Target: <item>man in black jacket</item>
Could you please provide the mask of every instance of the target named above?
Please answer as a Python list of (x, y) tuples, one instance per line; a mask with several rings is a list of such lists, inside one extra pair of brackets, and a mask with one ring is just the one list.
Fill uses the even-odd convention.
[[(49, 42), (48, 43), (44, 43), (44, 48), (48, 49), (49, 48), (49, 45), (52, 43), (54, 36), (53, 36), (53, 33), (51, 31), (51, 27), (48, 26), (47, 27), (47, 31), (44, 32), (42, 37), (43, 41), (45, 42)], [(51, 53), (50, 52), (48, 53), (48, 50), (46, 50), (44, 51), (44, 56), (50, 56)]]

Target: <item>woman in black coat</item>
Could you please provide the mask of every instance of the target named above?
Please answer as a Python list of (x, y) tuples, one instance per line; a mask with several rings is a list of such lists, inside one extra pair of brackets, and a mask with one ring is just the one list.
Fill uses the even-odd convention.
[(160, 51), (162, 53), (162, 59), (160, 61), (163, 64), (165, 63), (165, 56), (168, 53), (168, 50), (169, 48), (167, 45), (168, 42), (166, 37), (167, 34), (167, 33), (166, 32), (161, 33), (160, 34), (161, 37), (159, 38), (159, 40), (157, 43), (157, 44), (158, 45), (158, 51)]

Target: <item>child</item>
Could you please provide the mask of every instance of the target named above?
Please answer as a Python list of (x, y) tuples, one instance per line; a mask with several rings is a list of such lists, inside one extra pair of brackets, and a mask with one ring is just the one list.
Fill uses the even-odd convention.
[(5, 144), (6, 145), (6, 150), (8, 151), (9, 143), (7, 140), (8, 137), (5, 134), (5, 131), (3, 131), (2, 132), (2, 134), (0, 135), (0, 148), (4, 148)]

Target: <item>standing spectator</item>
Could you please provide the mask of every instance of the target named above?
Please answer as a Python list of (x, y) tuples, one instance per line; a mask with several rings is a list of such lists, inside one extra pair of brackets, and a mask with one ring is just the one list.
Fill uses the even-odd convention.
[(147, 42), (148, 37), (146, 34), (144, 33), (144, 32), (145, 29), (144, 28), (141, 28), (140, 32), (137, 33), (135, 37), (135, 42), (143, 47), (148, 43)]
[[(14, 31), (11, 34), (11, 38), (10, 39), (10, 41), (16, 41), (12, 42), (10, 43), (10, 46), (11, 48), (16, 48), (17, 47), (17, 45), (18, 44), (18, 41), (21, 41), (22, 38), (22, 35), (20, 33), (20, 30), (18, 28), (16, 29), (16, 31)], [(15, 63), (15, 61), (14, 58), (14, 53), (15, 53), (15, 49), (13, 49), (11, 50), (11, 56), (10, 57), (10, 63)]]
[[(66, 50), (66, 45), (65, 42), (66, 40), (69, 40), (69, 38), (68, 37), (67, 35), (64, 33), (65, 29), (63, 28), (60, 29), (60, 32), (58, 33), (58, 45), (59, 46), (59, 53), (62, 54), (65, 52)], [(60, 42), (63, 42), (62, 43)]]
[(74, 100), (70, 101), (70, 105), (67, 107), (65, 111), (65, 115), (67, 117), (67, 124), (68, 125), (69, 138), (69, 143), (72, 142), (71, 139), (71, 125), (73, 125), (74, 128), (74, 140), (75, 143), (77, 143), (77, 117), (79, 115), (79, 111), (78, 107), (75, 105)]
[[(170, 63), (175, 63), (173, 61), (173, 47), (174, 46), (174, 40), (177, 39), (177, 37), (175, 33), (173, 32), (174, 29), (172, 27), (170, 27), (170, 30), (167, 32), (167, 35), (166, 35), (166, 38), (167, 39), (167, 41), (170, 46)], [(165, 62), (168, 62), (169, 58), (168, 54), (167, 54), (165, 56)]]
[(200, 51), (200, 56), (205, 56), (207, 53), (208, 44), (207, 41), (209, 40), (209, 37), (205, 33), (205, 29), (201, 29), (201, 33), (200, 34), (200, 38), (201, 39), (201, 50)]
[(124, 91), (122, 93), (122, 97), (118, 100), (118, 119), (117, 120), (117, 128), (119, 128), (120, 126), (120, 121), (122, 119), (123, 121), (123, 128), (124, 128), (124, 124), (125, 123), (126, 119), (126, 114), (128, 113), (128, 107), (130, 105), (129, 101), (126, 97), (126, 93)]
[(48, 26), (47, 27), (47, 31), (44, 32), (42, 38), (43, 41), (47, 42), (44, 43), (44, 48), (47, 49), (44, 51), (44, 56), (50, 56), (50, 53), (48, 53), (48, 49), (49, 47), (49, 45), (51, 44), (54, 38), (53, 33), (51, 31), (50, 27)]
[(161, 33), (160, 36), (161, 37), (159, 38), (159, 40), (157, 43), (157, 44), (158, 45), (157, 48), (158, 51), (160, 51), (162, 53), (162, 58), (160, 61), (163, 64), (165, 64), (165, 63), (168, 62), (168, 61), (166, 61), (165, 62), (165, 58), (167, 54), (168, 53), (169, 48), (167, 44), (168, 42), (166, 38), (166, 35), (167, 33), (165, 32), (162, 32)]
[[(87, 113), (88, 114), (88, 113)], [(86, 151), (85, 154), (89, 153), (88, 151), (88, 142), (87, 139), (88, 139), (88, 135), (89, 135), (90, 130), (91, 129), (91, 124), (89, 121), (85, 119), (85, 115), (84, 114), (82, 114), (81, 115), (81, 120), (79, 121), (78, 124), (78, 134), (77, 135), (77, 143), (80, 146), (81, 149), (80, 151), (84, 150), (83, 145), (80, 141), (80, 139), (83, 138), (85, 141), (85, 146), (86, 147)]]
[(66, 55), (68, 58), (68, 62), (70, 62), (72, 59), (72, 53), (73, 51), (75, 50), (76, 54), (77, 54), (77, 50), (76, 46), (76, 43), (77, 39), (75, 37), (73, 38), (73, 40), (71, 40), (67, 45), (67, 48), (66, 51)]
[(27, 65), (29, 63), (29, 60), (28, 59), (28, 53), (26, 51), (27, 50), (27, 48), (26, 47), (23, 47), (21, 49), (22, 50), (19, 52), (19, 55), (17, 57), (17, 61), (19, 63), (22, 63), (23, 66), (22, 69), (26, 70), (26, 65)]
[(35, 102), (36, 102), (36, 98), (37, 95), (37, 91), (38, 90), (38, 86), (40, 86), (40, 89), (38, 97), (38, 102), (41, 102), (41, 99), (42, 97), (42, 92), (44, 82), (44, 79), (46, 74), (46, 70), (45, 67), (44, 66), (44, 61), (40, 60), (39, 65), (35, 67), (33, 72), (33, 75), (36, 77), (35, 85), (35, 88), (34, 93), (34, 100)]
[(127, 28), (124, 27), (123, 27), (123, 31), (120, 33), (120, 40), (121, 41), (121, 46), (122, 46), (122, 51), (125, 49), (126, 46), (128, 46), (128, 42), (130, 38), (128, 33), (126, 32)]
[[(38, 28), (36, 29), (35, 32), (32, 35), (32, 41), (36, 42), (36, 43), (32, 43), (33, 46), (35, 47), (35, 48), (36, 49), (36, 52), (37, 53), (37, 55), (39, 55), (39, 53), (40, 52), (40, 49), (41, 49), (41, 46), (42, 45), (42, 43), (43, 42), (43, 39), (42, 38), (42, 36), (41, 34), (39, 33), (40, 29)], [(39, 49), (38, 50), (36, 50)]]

» **What is required**: Copy out all of the rows above word for word, with nothing changed.

» **Written solution**:
Target: <item>man in black jacket</item>
Could you please provide the mask of every instance of the target named above?
Please answer as a Python list of (x, y) tuples, one instance per line; a mask with several rings is a list of such lists, inside one extra pair of brackets, and a mask with one ring is just the one list.
Fill uses the even-odd convention.
[[(49, 42), (48, 43), (44, 43), (44, 48), (48, 49), (49, 48), (49, 45), (52, 43), (54, 36), (53, 36), (53, 33), (51, 31), (51, 27), (48, 26), (47, 27), (47, 31), (44, 32), (42, 37), (43, 41), (45, 42)], [(51, 53), (50, 52), (48, 53), (48, 50), (46, 50), (44, 51), (44, 56), (50, 56)]]

Target: <item>woman in black coat</item>
Could you please provide the mask of every instance of the target named above?
Please answer as a Python list of (x, y) tuples, one instance per line; a mask with several rings is a list of such lists, inside one extra pair of brackets, and a mask with one ring is just the one list.
Fill uses the even-odd convention.
[(160, 51), (162, 53), (162, 59), (160, 61), (163, 64), (165, 63), (165, 56), (168, 53), (168, 50), (169, 48), (167, 45), (168, 42), (166, 37), (167, 34), (167, 33), (166, 32), (161, 33), (160, 34), (161, 37), (159, 38), (159, 40), (157, 43), (157, 44), (158, 45), (158, 51)]

Target: <item>child</item>
Could you please provide the mask of every instance of the target named above?
Please answer as a Python list of (x, y) tuples, one instance per line; a mask with several rings is a list of such lists, inside one extra pair of brackets, and a mask with one ring is just the one list.
Fill uses the even-odd convention.
[(5, 144), (6, 145), (6, 150), (8, 151), (9, 143), (7, 140), (8, 137), (5, 134), (5, 131), (3, 131), (2, 132), (2, 134), (0, 135), (0, 148), (4, 148)]

Target: <item>standing spectator</item>
Could you please provide the mask of every instance of the target named above?
Please answer as a Python list of (x, y) tuples, one instance per line; a mask with several rings is a list of such lists, inside one extra pair of brackets, and a mask with one ring is just the one list.
Fill uses the even-odd convention.
[(147, 42), (148, 37), (146, 34), (144, 33), (144, 32), (145, 29), (144, 28), (141, 28), (140, 32), (137, 33), (135, 37), (135, 42), (143, 47), (148, 43)]
[[(14, 31), (11, 34), (11, 38), (10, 39), (10, 41), (16, 41), (12, 42), (10, 43), (10, 46), (11, 48), (16, 48), (17, 47), (17, 45), (18, 44), (18, 41), (21, 41), (22, 38), (22, 35), (20, 33), (20, 30), (18, 28), (16, 29), (16, 31)], [(15, 63), (15, 61), (14, 58), (14, 53), (15, 53), (15, 49), (13, 49), (11, 50), (11, 56), (10, 57), (10, 63)]]
[[(66, 50), (66, 45), (65, 42), (66, 40), (69, 40), (69, 38), (68, 37), (67, 35), (64, 33), (65, 29), (63, 28), (60, 29), (60, 32), (58, 33), (58, 45), (59, 46), (59, 53), (62, 54), (65, 52)], [(60, 42), (63, 42), (62, 43)]]
[(74, 100), (70, 101), (70, 105), (67, 107), (65, 111), (65, 115), (67, 117), (67, 124), (68, 125), (69, 138), (69, 143), (72, 142), (71, 139), (71, 125), (73, 125), (74, 128), (74, 140), (75, 143), (77, 143), (77, 117), (79, 115), (79, 111), (78, 107), (75, 105)]
[[(170, 63), (175, 63), (173, 61), (173, 47), (174, 46), (174, 40), (177, 39), (177, 37), (175, 33), (173, 32), (174, 29), (172, 27), (170, 27), (170, 30), (167, 32), (167, 35), (166, 35), (166, 38), (167, 39), (167, 41), (170, 46)], [(165, 62), (168, 62), (169, 58), (168, 54), (167, 54), (165, 56)]]
[(200, 51), (200, 56), (205, 56), (207, 53), (208, 44), (207, 41), (209, 40), (209, 37), (205, 33), (205, 29), (201, 29), (201, 33), (200, 34), (200, 38), (201, 39), (201, 50)]
[(124, 91), (122, 93), (122, 97), (118, 100), (118, 119), (117, 120), (117, 128), (119, 128), (120, 126), (120, 121), (122, 119), (123, 121), (123, 128), (124, 128), (124, 124), (125, 123), (126, 119), (126, 114), (128, 113), (128, 107), (130, 105), (129, 101), (126, 97), (126, 93)]
[(48, 26), (47, 27), (47, 31), (44, 32), (42, 38), (43, 41), (47, 42), (44, 43), (44, 48), (47, 49), (44, 51), (44, 56), (50, 56), (50, 53), (48, 53), (48, 49), (49, 47), (49, 45), (51, 44), (54, 38), (53, 33), (51, 31), (50, 27)]
[(161, 33), (160, 36), (161, 37), (159, 38), (159, 40), (157, 43), (157, 44), (158, 45), (157, 48), (158, 51), (160, 51), (162, 53), (162, 58), (160, 61), (163, 64), (165, 64), (165, 63), (168, 62), (168, 61), (166, 61), (165, 62), (165, 58), (167, 54), (168, 53), (169, 48), (167, 44), (168, 42), (166, 38), (166, 35), (167, 33), (165, 32), (162, 32)]
[[(87, 113), (88, 114), (88, 113)], [(86, 151), (85, 154), (89, 153), (88, 151), (88, 142), (87, 139), (88, 139), (88, 135), (89, 135), (90, 130), (91, 129), (91, 124), (89, 121), (85, 119), (85, 115), (84, 114), (82, 114), (81, 115), (81, 120), (79, 121), (78, 124), (78, 134), (77, 135), (77, 143), (80, 146), (81, 149), (80, 151), (84, 150), (83, 145), (80, 141), (80, 139), (83, 138), (85, 141), (85, 146), (86, 147)]]
[(66, 55), (68, 58), (68, 62), (70, 62), (72, 59), (72, 53), (73, 51), (75, 50), (76, 54), (77, 54), (77, 50), (76, 46), (76, 43), (77, 39), (75, 37), (73, 38), (73, 40), (71, 40), (67, 45), (67, 48), (66, 51)]
[(27, 65), (29, 63), (29, 60), (28, 59), (28, 53), (26, 51), (27, 50), (27, 48), (26, 47), (23, 47), (21, 49), (22, 50), (19, 52), (19, 55), (17, 57), (17, 61), (19, 63), (22, 63), (23, 66), (22, 69), (26, 70), (26, 65)]
[(35, 102), (36, 102), (36, 98), (37, 95), (37, 91), (38, 90), (38, 86), (40, 86), (40, 89), (38, 97), (38, 102), (41, 102), (41, 99), (42, 97), (42, 92), (44, 82), (44, 79), (46, 74), (46, 70), (45, 67), (44, 66), (44, 61), (40, 60), (39, 65), (35, 67), (33, 72), (33, 75), (36, 77), (35, 85), (35, 88), (34, 93), (34, 100)]
[(127, 28), (124, 27), (123, 27), (123, 31), (120, 33), (120, 40), (121, 41), (121, 46), (122, 46), (122, 51), (125, 49), (126, 46), (128, 46), (128, 42), (130, 38), (128, 33), (126, 32)]
[[(38, 28), (36, 29), (35, 32), (32, 35), (32, 41), (36, 42), (36, 43), (32, 43), (33, 46), (35, 47), (35, 48), (36, 49), (36, 52), (37, 53), (37, 55), (39, 55), (39, 53), (40, 52), (40, 49), (41, 49), (41, 46), (42, 45), (42, 43), (43, 42), (43, 39), (42, 38), (42, 36), (41, 34), (39, 33), (40, 29)], [(39, 49), (38, 50), (36, 50)]]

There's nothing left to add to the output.